Source passage –
# Remote layout change



## krkaufman (Nov 25, 2003)

It's too late for the Series 5 and Slide Pro, but maybe TiVo would consider rearranging the Thumbs buttons on future remotes so they're in more logical & convenient locations, thereby allowing the Mute and RECord buttons to be in better locations.

The current locations seem painfully odd to me. Why wouldn't the Mute button be vertically aligned with the Volume Up/Down rocker, and, similarly, why not align RECord w/ the Channel Up/Down rocker. This would allow the Thumbs buttons to be side-by-side, easily located by touch beneath the Guide button and navigation dial.


----------



## hillyard (Nov 1, 2011)

while they are at it. put a learning button on that can do the sleep timer on tv


----------



## Dan203 (Apr 17, 2000)

hillyard said:


> while they are at it. put a learning button on that can do the sleep timer on tv


This would be awesome! Or just a couple of unmarked buttons that could be taught to do whatever you want them to do.


----------



## trip1eX (Apr 2, 2005)

Do they even need a mute button? That's what pause is for. And if you did need to watch tv without volume you can always use the volume button. 

I do like the idea of moving the buttons though. And like it from a 2nd perspective as well ....which is those two little circular mute/record buttons are too similar and too crowded together in the middle so that I always do a bit of a double take to feel if I'm pressing the correct one. 

If they were to be spread out to the sides as per your picture then you would be much more sure you were hitting the correct one.

I do also have to ask though whether we thumbs up/thumbs down buttons? I don't use Suggestions. I tried to start using them 6 months ago, but just fell back into old habits. I have so much recorded already...more than I have time to watch...I rarely think of checking suggestions. 

Then the one time I did check Suggestions was the Indy 500 because OnePass didn't record it due to the INDY500 being titled differently than other Indy racing. But alas it wasn't in Suggestions. Good thing I thumbs up stuff. ...Not.

But really they don't need thumbs up/down because the device should know what I watch and what I don't. The stuff I have OnePasses for is a massive indication of what I like already. Why do I have to thumbs up/down stuff???? The notion seems rather quaint in 2015.


----------



## Dan203 (Apr 17, 2000)

Yes they need mute. When the TiVo drops out to live TV for an EAS the only button on the remote that still works is mute. It's the only way to silence the screeching.


----------

What you need to do –
**A.** Which usernames posted in the remote layout thread? List each one once.
**B.** Can you repeat the remote layout thread word for word, beginning at the words "I do also have" and stopping after "of checking suggestions."?
**C.** How would you say this sentence from the remote layout thread in Spanish: "When the TiVo drops out to live TV for an EAS the only button on the remote that still works is mute."
The records come from a different source than the remote layout thread.

Data extract –
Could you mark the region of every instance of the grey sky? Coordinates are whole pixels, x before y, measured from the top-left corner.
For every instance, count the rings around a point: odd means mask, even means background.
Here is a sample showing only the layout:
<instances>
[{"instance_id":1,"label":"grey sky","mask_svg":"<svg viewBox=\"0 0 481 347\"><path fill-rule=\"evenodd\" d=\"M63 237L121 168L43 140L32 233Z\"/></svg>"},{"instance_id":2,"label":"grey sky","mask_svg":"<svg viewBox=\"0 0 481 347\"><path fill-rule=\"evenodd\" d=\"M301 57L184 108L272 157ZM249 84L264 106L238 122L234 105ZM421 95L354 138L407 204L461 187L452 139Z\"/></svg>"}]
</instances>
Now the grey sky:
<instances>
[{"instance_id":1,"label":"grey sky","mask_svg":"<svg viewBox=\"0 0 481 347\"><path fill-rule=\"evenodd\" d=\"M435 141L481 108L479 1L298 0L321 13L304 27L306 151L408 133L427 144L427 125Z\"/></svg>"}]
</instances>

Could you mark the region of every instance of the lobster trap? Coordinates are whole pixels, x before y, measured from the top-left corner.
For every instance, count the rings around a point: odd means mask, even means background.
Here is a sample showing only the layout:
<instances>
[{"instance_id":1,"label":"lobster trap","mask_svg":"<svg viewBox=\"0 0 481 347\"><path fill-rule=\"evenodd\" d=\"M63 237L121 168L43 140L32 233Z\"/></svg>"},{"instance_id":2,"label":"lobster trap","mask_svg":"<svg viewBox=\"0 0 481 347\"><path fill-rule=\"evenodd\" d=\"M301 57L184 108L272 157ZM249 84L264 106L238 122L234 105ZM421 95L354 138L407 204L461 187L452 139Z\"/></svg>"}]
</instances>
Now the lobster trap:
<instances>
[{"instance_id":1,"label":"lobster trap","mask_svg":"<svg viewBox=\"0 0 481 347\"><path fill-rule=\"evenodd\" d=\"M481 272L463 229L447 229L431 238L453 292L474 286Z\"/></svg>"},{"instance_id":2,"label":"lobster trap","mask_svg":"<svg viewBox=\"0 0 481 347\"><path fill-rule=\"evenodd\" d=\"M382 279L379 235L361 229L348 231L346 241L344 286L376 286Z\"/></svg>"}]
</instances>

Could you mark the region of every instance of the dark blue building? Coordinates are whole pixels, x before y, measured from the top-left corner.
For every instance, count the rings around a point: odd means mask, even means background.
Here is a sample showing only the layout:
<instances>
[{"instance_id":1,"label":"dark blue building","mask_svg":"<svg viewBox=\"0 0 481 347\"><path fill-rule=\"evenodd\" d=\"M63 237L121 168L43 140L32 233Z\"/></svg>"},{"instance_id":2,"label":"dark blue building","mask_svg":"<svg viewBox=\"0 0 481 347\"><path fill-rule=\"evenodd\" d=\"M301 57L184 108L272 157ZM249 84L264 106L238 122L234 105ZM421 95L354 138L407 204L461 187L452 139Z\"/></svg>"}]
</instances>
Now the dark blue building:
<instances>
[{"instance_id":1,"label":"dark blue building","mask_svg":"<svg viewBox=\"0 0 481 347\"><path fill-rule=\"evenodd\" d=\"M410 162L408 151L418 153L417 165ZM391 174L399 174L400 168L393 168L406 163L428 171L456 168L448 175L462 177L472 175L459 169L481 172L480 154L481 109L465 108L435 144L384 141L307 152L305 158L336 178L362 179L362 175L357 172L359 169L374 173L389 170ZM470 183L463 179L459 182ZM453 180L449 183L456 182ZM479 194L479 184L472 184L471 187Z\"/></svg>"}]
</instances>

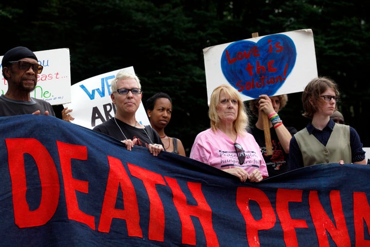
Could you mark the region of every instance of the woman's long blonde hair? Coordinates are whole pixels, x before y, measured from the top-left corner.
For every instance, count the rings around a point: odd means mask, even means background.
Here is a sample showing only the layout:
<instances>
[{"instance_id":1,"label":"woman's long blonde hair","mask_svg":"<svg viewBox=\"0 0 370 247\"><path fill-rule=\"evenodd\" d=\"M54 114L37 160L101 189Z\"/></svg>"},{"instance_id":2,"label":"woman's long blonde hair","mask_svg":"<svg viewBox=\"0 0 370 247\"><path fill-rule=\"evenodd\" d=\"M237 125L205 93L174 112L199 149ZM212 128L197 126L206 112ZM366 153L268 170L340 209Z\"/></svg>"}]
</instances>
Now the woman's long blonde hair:
<instances>
[{"instance_id":1,"label":"woman's long blonde hair","mask_svg":"<svg viewBox=\"0 0 370 247\"><path fill-rule=\"evenodd\" d=\"M234 122L234 129L239 134L246 131L249 124L249 118L247 115L244 102L242 100L239 93L235 89L229 85L223 84L216 87L211 95L208 116L211 120L211 128L213 131L219 128L220 118L217 111L217 108L220 103L219 96L224 92L230 98L237 100L238 113Z\"/></svg>"}]
</instances>

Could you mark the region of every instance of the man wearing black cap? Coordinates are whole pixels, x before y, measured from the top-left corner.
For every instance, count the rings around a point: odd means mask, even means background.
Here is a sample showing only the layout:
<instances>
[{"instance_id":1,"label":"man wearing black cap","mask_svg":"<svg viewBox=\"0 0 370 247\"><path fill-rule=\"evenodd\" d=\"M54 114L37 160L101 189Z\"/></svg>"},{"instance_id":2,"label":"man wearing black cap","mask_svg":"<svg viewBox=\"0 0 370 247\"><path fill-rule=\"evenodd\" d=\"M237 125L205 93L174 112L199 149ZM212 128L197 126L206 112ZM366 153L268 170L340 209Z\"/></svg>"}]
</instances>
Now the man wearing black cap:
<instances>
[{"instance_id":1,"label":"man wearing black cap","mask_svg":"<svg viewBox=\"0 0 370 247\"><path fill-rule=\"evenodd\" d=\"M8 91L0 96L0 116L30 114L55 116L50 103L30 96L37 84L38 74L43 68L33 52L23 46L11 49L4 55L2 67Z\"/></svg>"}]
</instances>

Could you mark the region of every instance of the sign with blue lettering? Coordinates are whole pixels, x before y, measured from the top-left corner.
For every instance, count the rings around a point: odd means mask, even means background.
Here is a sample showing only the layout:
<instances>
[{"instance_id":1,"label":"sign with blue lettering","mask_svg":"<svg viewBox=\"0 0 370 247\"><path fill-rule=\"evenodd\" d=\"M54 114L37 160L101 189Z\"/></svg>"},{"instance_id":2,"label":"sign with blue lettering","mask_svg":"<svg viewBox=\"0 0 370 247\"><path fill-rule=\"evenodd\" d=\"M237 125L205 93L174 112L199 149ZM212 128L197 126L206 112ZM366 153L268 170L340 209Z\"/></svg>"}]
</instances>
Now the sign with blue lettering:
<instances>
[{"instance_id":1,"label":"sign with blue lettering","mask_svg":"<svg viewBox=\"0 0 370 247\"><path fill-rule=\"evenodd\" d=\"M222 84L238 90L244 100L301 92L317 77L311 29L216 45L203 49L208 101Z\"/></svg>"},{"instance_id":2,"label":"sign with blue lettering","mask_svg":"<svg viewBox=\"0 0 370 247\"><path fill-rule=\"evenodd\" d=\"M111 71L84 80L72 85L71 103L64 104L73 111L73 123L92 129L113 117L116 107L110 98L110 82L116 75L124 69L135 73L134 67ZM149 119L142 102L136 112L136 119L142 125L149 125Z\"/></svg>"},{"instance_id":3,"label":"sign with blue lettering","mask_svg":"<svg viewBox=\"0 0 370 247\"><path fill-rule=\"evenodd\" d=\"M43 99L52 105L71 102L71 77L69 49L67 48L34 51L39 64L44 68L38 75L37 85L31 97ZM0 57L0 61L3 56ZM0 70L3 68L0 65ZM2 74L0 95L8 90L8 82Z\"/></svg>"}]
</instances>

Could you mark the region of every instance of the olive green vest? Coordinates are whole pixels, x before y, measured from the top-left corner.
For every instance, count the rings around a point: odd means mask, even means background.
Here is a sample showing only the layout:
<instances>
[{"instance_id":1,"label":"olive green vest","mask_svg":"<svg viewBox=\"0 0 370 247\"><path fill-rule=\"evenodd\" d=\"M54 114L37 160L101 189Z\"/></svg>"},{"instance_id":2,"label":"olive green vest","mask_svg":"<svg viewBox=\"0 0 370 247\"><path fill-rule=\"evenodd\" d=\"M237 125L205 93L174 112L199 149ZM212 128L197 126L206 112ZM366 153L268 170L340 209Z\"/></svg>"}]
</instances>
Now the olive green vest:
<instances>
[{"instance_id":1,"label":"olive green vest","mask_svg":"<svg viewBox=\"0 0 370 247\"><path fill-rule=\"evenodd\" d=\"M352 163L349 126L336 123L326 146L307 128L294 135L303 157L304 166L323 163L337 163L342 160L345 163Z\"/></svg>"}]
</instances>

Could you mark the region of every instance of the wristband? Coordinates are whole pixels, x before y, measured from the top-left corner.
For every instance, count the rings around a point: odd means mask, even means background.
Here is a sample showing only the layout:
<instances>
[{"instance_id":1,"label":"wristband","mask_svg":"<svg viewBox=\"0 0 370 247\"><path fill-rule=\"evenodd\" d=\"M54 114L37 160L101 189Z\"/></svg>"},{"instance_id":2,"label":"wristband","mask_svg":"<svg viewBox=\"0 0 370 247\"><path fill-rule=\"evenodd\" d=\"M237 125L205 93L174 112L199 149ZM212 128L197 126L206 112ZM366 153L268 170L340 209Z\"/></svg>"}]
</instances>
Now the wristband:
<instances>
[{"instance_id":1,"label":"wristband","mask_svg":"<svg viewBox=\"0 0 370 247\"><path fill-rule=\"evenodd\" d=\"M272 117L272 116L275 114L278 115L278 113L276 113L276 112L273 112L271 114L269 115L268 117L269 119L270 119L271 117Z\"/></svg>"},{"instance_id":2,"label":"wristband","mask_svg":"<svg viewBox=\"0 0 370 247\"><path fill-rule=\"evenodd\" d=\"M274 129L276 129L276 128L279 127L281 125L283 124L283 121L279 122L279 123L276 123L276 125L274 125Z\"/></svg>"}]
</instances>

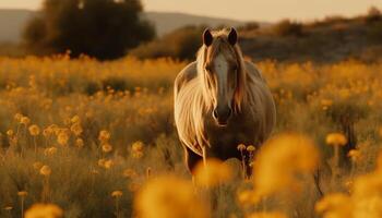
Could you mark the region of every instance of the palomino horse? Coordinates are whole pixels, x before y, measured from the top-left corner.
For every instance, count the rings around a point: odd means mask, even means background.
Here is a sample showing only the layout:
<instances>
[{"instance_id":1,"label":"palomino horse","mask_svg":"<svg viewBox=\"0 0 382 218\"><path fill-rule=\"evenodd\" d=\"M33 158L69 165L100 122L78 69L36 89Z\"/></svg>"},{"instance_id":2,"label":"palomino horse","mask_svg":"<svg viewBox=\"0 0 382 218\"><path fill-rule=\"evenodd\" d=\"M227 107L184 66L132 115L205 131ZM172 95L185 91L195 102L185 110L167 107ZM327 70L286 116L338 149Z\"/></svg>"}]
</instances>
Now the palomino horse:
<instances>
[{"instance_id":1,"label":"palomino horse","mask_svg":"<svg viewBox=\"0 0 382 218\"><path fill-rule=\"evenodd\" d=\"M239 144L261 145L275 125L275 105L253 63L243 60L237 32L203 33L195 62L175 81L175 121L191 172L200 160L241 159L252 170ZM247 158L246 158L247 157Z\"/></svg>"}]
</instances>

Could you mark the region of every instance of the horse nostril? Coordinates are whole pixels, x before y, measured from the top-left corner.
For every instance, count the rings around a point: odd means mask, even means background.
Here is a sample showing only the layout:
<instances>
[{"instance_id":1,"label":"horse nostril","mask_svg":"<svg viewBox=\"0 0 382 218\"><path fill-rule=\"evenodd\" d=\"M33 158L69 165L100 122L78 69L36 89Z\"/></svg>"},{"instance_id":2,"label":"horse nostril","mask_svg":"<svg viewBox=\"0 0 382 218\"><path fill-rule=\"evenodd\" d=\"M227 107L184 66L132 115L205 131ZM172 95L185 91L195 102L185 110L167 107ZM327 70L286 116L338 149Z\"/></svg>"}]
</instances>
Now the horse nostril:
<instances>
[{"instance_id":1,"label":"horse nostril","mask_svg":"<svg viewBox=\"0 0 382 218\"><path fill-rule=\"evenodd\" d=\"M217 119L217 110L216 110L216 109L214 109L214 111L212 112L212 116L213 116L215 119Z\"/></svg>"},{"instance_id":2,"label":"horse nostril","mask_svg":"<svg viewBox=\"0 0 382 218\"><path fill-rule=\"evenodd\" d=\"M228 114L227 117L229 118L232 114L232 109L228 108Z\"/></svg>"}]
</instances>

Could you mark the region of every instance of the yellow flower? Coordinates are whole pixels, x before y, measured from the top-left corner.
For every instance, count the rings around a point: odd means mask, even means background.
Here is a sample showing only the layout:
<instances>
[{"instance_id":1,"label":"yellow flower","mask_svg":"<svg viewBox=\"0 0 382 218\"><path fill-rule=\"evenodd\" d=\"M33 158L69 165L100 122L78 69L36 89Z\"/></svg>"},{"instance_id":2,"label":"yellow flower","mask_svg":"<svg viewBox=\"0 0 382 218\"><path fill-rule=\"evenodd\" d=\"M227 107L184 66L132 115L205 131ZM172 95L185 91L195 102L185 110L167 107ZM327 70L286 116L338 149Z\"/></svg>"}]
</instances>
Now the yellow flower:
<instances>
[{"instance_id":1,"label":"yellow flower","mask_svg":"<svg viewBox=\"0 0 382 218\"><path fill-rule=\"evenodd\" d=\"M271 138L254 162L254 202L285 189L298 190L302 182L298 175L310 174L318 162L319 152L310 138L299 134Z\"/></svg>"},{"instance_id":2,"label":"yellow flower","mask_svg":"<svg viewBox=\"0 0 382 218\"><path fill-rule=\"evenodd\" d=\"M23 114L21 114L21 113L16 113L16 114L14 114L14 117L13 117L16 121L21 121L21 119L23 118Z\"/></svg>"},{"instance_id":3,"label":"yellow flower","mask_svg":"<svg viewBox=\"0 0 382 218\"><path fill-rule=\"evenodd\" d=\"M250 214L248 218L287 218L287 216L279 211L260 211Z\"/></svg>"},{"instance_id":4,"label":"yellow flower","mask_svg":"<svg viewBox=\"0 0 382 218\"><path fill-rule=\"evenodd\" d=\"M192 183L172 175L150 180L138 193L134 208L144 218L210 217Z\"/></svg>"},{"instance_id":5,"label":"yellow flower","mask_svg":"<svg viewBox=\"0 0 382 218\"><path fill-rule=\"evenodd\" d=\"M50 175L50 173L51 173L51 169L50 169L49 166L44 165L44 166L41 167L41 169L39 170L39 173L43 174L43 175L45 175L45 177L48 177L48 175Z\"/></svg>"},{"instance_id":6,"label":"yellow flower","mask_svg":"<svg viewBox=\"0 0 382 218\"><path fill-rule=\"evenodd\" d=\"M106 130L99 132L98 140L100 142L108 142L110 140L110 133Z\"/></svg>"},{"instance_id":7,"label":"yellow flower","mask_svg":"<svg viewBox=\"0 0 382 218\"><path fill-rule=\"evenodd\" d=\"M10 136L10 137L11 137L11 136L13 136L13 134L14 134L13 130L9 130L9 131L7 131L7 135L8 135L8 136Z\"/></svg>"},{"instance_id":8,"label":"yellow flower","mask_svg":"<svg viewBox=\"0 0 382 218\"><path fill-rule=\"evenodd\" d=\"M244 144L239 144L237 148L240 152L246 150L246 145Z\"/></svg>"},{"instance_id":9,"label":"yellow flower","mask_svg":"<svg viewBox=\"0 0 382 218\"><path fill-rule=\"evenodd\" d=\"M104 153L110 153L112 150L112 146L110 144L104 144L103 145L103 152Z\"/></svg>"},{"instance_id":10,"label":"yellow flower","mask_svg":"<svg viewBox=\"0 0 382 218\"><path fill-rule=\"evenodd\" d=\"M77 122L80 122L80 117L79 116L74 116L70 121L72 123L77 123Z\"/></svg>"},{"instance_id":11,"label":"yellow flower","mask_svg":"<svg viewBox=\"0 0 382 218\"><path fill-rule=\"evenodd\" d=\"M132 179L132 178L135 178L136 175L138 174L136 174L135 170L133 170L133 169L123 170L123 177Z\"/></svg>"},{"instance_id":12,"label":"yellow flower","mask_svg":"<svg viewBox=\"0 0 382 218\"><path fill-rule=\"evenodd\" d=\"M56 153L57 153L57 148L56 147L49 147L49 148L46 148L44 150L44 155L45 156L53 156L53 155L56 155Z\"/></svg>"},{"instance_id":13,"label":"yellow flower","mask_svg":"<svg viewBox=\"0 0 382 218\"><path fill-rule=\"evenodd\" d=\"M35 204L25 211L25 218L62 218L62 209L53 204Z\"/></svg>"},{"instance_id":14,"label":"yellow flower","mask_svg":"<svg viewBox=\"0 0 382 218\"><path fill-rule=\"evenodd\" d=\"M68 141L69 141L69 135L68 135L68 133L65 133L65 132L62 131L61 133L58 134L58 136L57 136L57 142L58 142L60 145L62 145L62 146L67 145L67 144L68 144Z\"/></svg>"},{"instance_id":15,"label":"yellow flower","mask_svg":"<svg viewBox=\"0 0 382 218\"><path fill-rule=\"evenodd\" d=\"M17 195L21 196L21 197L25 197L25 196L28 195L28 193L25 192L25 191L21 191L21 192L17 192Z\"/></svg>"},{"instance_id":16,"label":"yellow flower","mask_svg":"<svg viewBox=\"0 0 382 218\"><path fill-rule=\"evenodd\" d=\"M331 133L326 135L326 144L332 146L344 146L347 143L347 138L342 133Z\"/></svg>"},{"instance_id":17,"label":"yellow flower","mask_svg":"<svg viewBox=\"0 0 382 218\"><path fill-rule=\"evenodd\" d=\"M250 153L252 153L252 152L254 152L256 148L253 146L253 145L249 145L248 147L247 147L247 152L250 152Z\"/></svg>"},{"instance_id":18,"label":"yellow flower","mask_svg":"<svg viewBox=\"0 0 382 218\"><path fill-rule=\"evenodd\" d=\"M41 169L43 166L44 166L44 164L43 164L43 162L39 162L39 161L36 161L36 162L33 164L33 168L34 168L35 170Z\"/></svg>"},{"instance_id":19,"label":"yellow flower","mask_svg":"<svg viewBox=\"0 0 382 218\"><path fill-rule=\"evenodd\" d=\"M206 166L200 161L195 168L195 182L204 186L215 186L231 179L231 169L217 159L208 159Z\"/></svg>"},{"instance_id":20,"label":"yellow flower","mask_svg":"<svg viewBox=\"0 0 382 218\"><path fill-rule=\"evenodd\" d=\"M20 123L21 123L21 124L28 125L29 122L31 122L31 120L29 120L28 117L22 117L22 118L20 119Z\"/></svg>"},{"instance_id":21,"label":"yellow flower","mask_svg":"<svg viewBox=\"0 0 382 218\"><path fill-rule=\"evenodd\" d=\"M351 161L356 162L361 158L361 153L358 149L350 149L347 156L350 157Z\"/></svg>"},{"instance_id":22,"label":"yellow flower","mask_svg":"<svg viewBox=\"0 0 382 218\"><path fill-rule=\"evenodd\" d=\"M121 191L119 191L119 190L111 192L111 196L112 196L112 197L121 197L122 194L123 194L123 193L122 193Z\"/></svg>"},{"instance_id":23,"label":"yellow flower","mask_svg":"<svg viewBox=\"0 0 382 218\"><path fill-rule=\"evenodd\" d=\"M36 124L29 126L29 134L36 136L39 134L39 128Z\"/></svg>"},{"instance_id":24,"label":"yellow flower","mask_svg":"<svg viewBox=\"0 0 382 218\"><path fill-rule=\"evenodd\" d=\"M84 141L82 138L76 138L75 140L75 146L77 146L79 148L84 146Z\"/></svg>"},{"instance_id":25,"label":"yellow flower","mask_svg":"<svg viewBox=\"0 0 382 218\"><path fill-rule=\"evenodd\" d=\"M143 143L141 141L133 143L131 147L135 153L143 152Z\"/></svg>"},{"instance_id":26,"label":"yellow flower","mask_svg":"<svg viewBox=\"0 0 382 218\"><path fill-rule=\"evenodd\" d=\"M74 135L79 136L83 132L83 129L80 123L74 123L70 128L70 130L74 133Z\"/></svg>"}]
</instances>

Responses for each task –
**A.** krkaufman, hillyard, Dan203, trip1eX

**B.**
I do also have to ask though whether we thumbs up/thumbs down buttons? I don't use Suggestions. I tried to start using them 6 months ago, but just fell back into old habits. I have so much recorded already...more than I have time to watch...I rarely think of checking suggestions.

**C.** Cuando el TiVo pasa a la televisión en vivo por una EAS, el único botón del control remoto que sigue funcionando es el de silencio.